What to produce: Every line below between the line holding "In this picture, where can the shingled" and the line holding "In this picture, where can the evergreen", inclusive, should be repeated exactly, and all other lines omitted.

Raw data:

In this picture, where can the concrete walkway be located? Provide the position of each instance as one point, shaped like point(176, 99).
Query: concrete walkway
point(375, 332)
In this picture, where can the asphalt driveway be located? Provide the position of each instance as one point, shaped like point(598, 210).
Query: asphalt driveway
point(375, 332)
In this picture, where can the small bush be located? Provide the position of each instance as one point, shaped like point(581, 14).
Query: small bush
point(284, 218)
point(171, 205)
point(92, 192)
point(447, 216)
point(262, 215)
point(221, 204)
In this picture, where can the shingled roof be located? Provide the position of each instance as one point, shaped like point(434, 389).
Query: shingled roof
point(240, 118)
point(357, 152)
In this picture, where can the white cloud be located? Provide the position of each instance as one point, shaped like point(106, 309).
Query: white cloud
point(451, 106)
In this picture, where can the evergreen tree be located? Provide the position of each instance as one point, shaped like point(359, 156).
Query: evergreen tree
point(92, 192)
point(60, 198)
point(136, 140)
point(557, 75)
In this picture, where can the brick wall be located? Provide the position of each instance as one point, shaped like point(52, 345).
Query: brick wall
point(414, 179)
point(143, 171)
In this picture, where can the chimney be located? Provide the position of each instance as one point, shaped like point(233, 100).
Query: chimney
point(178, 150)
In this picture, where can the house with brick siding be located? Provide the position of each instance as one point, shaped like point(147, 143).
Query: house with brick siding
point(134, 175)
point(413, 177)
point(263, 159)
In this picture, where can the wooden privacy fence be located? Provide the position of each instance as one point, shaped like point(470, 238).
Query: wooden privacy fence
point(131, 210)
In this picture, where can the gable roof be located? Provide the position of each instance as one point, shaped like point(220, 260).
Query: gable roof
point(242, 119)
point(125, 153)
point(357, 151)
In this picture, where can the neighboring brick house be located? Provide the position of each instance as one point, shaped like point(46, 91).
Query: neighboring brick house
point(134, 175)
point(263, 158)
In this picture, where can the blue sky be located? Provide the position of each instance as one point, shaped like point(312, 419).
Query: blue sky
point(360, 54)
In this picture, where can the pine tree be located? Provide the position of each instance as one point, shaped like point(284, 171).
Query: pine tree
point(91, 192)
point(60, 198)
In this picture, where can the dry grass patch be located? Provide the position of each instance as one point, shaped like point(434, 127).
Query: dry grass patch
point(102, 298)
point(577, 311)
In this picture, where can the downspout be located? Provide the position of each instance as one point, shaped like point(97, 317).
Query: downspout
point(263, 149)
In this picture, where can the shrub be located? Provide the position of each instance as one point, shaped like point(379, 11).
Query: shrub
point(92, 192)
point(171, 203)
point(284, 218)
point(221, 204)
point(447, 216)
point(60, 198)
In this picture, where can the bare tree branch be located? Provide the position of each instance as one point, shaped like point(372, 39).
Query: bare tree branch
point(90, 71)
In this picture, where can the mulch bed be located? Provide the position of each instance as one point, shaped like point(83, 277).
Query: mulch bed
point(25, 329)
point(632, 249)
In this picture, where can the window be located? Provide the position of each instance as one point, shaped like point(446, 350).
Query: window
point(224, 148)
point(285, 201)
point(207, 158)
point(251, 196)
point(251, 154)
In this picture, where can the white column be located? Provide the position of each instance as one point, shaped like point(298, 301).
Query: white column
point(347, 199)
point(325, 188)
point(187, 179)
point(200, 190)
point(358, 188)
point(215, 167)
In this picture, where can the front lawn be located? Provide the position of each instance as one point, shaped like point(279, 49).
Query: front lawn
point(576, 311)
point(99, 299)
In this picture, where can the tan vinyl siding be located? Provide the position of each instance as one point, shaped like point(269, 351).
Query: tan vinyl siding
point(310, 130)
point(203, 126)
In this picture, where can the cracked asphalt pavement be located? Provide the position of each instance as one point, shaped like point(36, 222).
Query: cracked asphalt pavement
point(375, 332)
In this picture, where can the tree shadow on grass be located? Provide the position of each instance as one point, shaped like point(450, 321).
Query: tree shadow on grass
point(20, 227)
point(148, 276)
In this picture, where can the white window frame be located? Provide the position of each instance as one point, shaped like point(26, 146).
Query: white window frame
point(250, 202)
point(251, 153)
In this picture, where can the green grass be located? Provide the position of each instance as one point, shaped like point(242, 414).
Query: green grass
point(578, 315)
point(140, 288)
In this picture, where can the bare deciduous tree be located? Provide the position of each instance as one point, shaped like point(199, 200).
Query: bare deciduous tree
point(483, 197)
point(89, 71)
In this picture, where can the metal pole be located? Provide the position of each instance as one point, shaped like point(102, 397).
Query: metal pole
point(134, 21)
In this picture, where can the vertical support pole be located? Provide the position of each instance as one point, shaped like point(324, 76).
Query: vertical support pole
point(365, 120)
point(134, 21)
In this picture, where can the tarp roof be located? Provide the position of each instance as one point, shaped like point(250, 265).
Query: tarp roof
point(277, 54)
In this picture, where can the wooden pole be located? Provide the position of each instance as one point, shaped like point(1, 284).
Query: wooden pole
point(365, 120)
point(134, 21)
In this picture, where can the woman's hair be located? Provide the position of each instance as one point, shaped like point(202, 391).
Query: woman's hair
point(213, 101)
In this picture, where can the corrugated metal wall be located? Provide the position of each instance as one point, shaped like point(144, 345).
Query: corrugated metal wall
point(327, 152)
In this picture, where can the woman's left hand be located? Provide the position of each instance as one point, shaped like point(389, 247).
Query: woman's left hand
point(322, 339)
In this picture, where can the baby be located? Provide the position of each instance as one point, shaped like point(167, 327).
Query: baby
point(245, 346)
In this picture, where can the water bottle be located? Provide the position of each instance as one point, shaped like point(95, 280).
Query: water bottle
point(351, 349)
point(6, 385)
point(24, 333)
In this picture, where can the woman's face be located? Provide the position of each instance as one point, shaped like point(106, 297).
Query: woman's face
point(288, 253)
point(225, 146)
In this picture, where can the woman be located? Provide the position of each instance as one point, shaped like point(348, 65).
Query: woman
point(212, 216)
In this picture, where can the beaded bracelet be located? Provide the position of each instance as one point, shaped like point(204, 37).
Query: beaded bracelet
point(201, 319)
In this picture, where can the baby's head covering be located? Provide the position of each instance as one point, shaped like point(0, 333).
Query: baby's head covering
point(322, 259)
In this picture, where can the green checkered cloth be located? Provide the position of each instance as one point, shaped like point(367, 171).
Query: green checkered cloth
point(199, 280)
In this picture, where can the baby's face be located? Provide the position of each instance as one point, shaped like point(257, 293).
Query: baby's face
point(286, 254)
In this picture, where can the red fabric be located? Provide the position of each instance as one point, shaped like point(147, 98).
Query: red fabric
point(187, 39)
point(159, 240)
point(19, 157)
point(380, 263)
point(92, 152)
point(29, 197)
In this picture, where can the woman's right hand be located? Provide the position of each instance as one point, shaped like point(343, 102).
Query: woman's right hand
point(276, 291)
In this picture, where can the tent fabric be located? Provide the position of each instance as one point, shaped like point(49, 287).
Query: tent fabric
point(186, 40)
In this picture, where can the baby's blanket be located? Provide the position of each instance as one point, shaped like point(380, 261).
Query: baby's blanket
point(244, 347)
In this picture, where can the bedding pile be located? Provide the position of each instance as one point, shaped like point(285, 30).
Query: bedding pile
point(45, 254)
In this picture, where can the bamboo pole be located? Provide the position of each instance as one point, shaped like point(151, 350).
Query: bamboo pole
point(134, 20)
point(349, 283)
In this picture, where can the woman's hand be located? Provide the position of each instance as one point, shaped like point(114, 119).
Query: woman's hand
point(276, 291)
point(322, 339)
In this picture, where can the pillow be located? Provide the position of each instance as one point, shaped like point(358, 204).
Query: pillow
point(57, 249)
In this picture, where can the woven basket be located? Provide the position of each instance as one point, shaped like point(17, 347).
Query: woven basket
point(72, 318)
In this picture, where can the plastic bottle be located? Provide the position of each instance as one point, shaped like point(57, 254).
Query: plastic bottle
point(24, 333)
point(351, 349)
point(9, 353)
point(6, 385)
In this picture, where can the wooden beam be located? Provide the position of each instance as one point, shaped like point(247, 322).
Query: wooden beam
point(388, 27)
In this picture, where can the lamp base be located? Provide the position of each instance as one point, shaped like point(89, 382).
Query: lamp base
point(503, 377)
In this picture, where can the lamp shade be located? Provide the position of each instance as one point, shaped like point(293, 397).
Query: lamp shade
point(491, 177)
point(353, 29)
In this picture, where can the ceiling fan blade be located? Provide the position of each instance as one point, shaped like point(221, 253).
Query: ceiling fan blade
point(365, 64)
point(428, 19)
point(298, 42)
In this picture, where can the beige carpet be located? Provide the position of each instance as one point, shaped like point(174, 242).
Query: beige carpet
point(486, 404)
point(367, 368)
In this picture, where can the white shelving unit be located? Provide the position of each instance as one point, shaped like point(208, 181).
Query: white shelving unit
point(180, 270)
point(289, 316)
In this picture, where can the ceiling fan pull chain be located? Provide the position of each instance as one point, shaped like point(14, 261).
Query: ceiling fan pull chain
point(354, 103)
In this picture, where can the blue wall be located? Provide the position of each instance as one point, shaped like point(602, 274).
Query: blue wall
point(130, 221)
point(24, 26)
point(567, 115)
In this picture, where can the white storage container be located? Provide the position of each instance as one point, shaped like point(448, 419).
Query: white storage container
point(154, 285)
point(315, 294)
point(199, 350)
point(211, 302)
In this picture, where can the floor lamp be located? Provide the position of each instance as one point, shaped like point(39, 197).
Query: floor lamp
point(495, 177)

Completed exercise:
In this picture, where can the shingled roof be located? Provide the position of each instance as one point, shaped like point(434, 389).
Query: shingled roof
point(240, 118)
point(357, 152)
In this picture, where can the white cloud be located? Provide the position of each instance as one point, shaped like point(106, 309).
Query: white cloud
point(451, 106)
In this picture, where can the evergreen tree be located? Provide the position of each instance as one point, shaped like point(359, 156).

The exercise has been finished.